WHAT YOU SHOULD DO – Swap "wheel hub" for "hubcap" in the data below, and repeat the lines with nothing else altered.

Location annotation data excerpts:
_ _ _ _ _

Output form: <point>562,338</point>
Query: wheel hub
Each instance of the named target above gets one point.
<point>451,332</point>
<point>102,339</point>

_ _ _ _ _

CORRECT ANSWER –
Output form: <point>562,338</point>
Query: hubcap
Each instance of the named target above gets one point.
<point>451,332</point>
<point>102,339</point>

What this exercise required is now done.